Scientific classification
- Kingdom: Plantae
- Clade: Tracheophytes
- Clade: Angiosperms
- Clade: Eudicots
- Clade: Asterids
- Order: Asterales
- Family: Asteraceae
- Genus: Packera
- Species: P. ganderi
- Binomial name: Packera ganderi (T.M.Barkley & R.M.Beauch.) W.A.Weber & A.Löve
- Synonyms: Senecio ganderi

= Packera ganderi =

- Authority: (T.M.Barkley & R.M.Beauch.) W.A.Weber & A.Löve
- Conservation status: G2
- Synonyms: Senecio ganderi |

Species of flowering plant

Packera ganderi is a rare species of flowering plant in the aster family known by the common name Gander's ragwort. It is endemic to southern California, where it is known from a few occurrences in San Diego and Riverside Counties.

There are an estimated 4,000 plants in existence, but this number varies year to year because the plant becomes more abundant after its habitat burns in wildfires.

It is a native of the fire-prone California chaparral plant community, where it grows in gabbro rock outcrops.

==Description==
Packera ganderi is a perennial herb producing a single upright stem which grows to a maximum height of 50 to 80 centimeters. It is mostly hairy and green, but may have some fuzzy areas and a purple tinge. The leaves have rounded or oval blades with toothed edges or shallow lobes. The blades are often thick and somewhat tough, measuring a few centimeters long and borne on petioles longer than themselves. Leaves occurring higher up the stem are smaller and most lack petioles.

The inflorescence contains up to 6 or 8 flower heads, each lined with green-tipped, yellow-edged phyllaries. The head contains many golden yellow disc florets and several orange ray florets each about a centimeter long.

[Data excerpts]
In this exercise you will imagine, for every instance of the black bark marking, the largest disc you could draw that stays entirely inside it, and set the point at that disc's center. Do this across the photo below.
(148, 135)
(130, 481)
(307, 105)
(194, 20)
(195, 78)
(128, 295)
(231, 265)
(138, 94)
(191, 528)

TASK PROMPT: Repeat word for word the stretch of the passage on Packera ganderi from "It is a native" through "most lack petioles.". The lines bear no relation to the passage on Packera ganderi.

WRITTEN REPLY:
It is a native of the fire-prone California chaparral plant community, where it grows in gabbro rock outcrops.

==Description==
Packera ganderi is a perennial herb producing a single upright stem which grows to a maximum height of 50 to 80 centimeters. It is mostly hairy and green, but may have some fuzzy areas and a purple tinge. The leaves have rounded or oval blades with toothed edges or shallow lobes. The blades are often thick and somewhat tough, measuring a few centimeters long and borne on petioles longer than themselves. Leaves occurring higher up the stem are smaller and most lack petioles.